▶ **Fragment**:
━━━━━━━━━━
In deze landen is de prevalentie op een vergelijkbare wijze gemeten. Vermeldenswaardig is dat ook gegevens beschikbaar zijn over representatieve populaties in Zweden, Portugal en Denemarken (adolescenten). Op basis van PTSS prevalentie, blootstelling en kwetsbaarheid behoren die landen eveneens tot landengroep B. Belangrijk is dat het meenemen van zowel blootstelling als kwetsbaarheid tot een meer nauwkeurige voorspelling leidt; een voorspelling op basis van alleen blootstelling of kwetsbaarheid leidt tot een onderschatting van de prevalentie in landen binnen groep B, alleen exposure tot een overschatting in groep A, alleen kwetsbaarheid tot een overschatting in groep C.

Al ligt de nadruk in deze bijdrage op PTSS, het hierboven besproken landenpatroon is ook terug te zien in internationale depressiecijfers. Figuur 3 bevat gegevens over depressie uit een andere vergelijkende landenstudie (Kessler et al. 2013). De indeling van landen op basis van blootstelling en kwetsbaarheid laat hetzelfde beeld zien. Landengroepen A en C scoren nagenoeg even hoog. De prevalentie in groep B is gemiddeld het hoogst. China in groep D scoort lager dan de andere gemiddelden.
━━━━━━━━━━
▶ **Bronmateriaal**:
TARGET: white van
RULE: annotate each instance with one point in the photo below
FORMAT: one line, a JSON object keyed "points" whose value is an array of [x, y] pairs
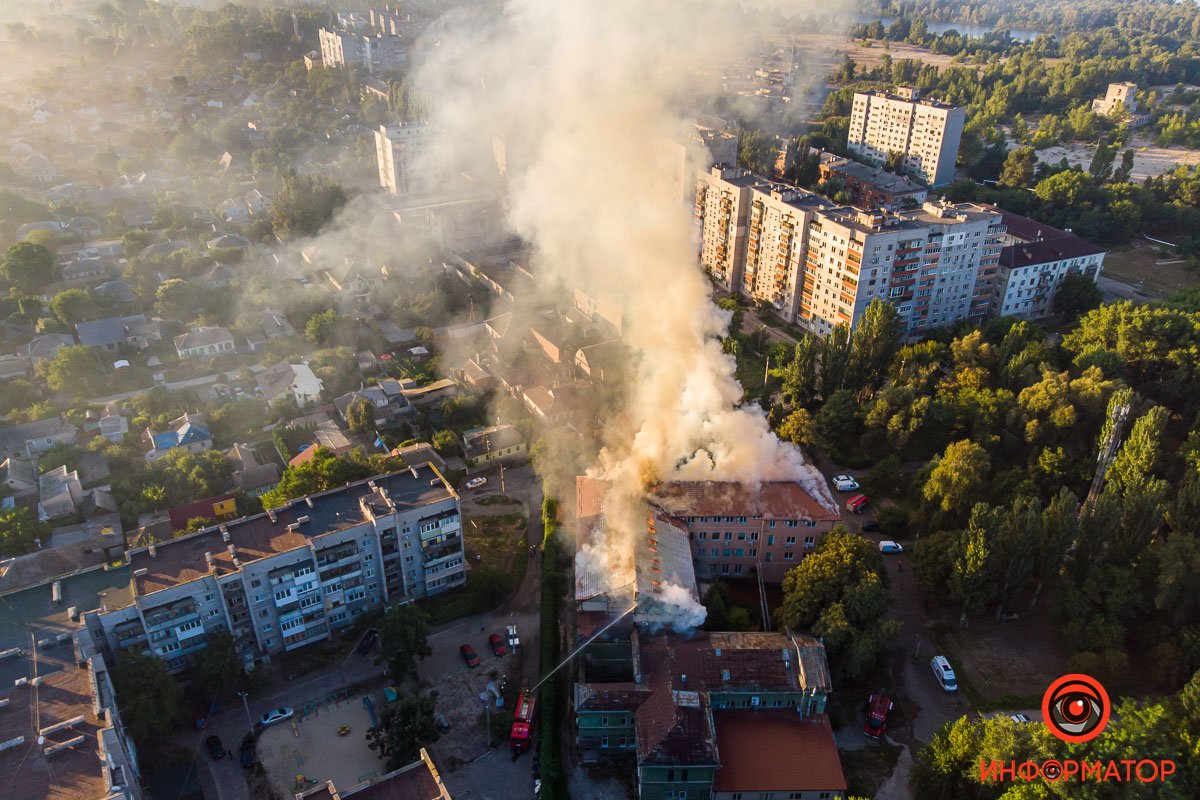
{"points": [[945, 674]]}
━━━━━━━━━━
▶ **Opdracht**: Wijzig in het fragment over PTSS het gedeelte tussen "Al ligt de nadruk" en "de andere gemiddelden.", inclusief, door "nagenoeg" te vervangen door "vrijwel". Geef dat gedeelte daarna in gewijzigde vorm weer.

▶ **Antwoord**:
Al ligt de nadruk in deze bijdrage op PTSS, het hierboven besproken landenpatroon is ook terug te zien in internationale depressiecijfers. Figuur 3 bevat gegevens over depressie uit een andere vergelijkende landenstudie (Kessler et al. 2013). De indeling van landen op basis van blootstelling en kwetsbaarheid laat hetzelfde beeld zien. Landengroepen A en C scoren vrijwel even hoog. De prevalentie in groep B is gemiddeld het hoogst. China in groep D scoort lager dan de andere gemiddelden.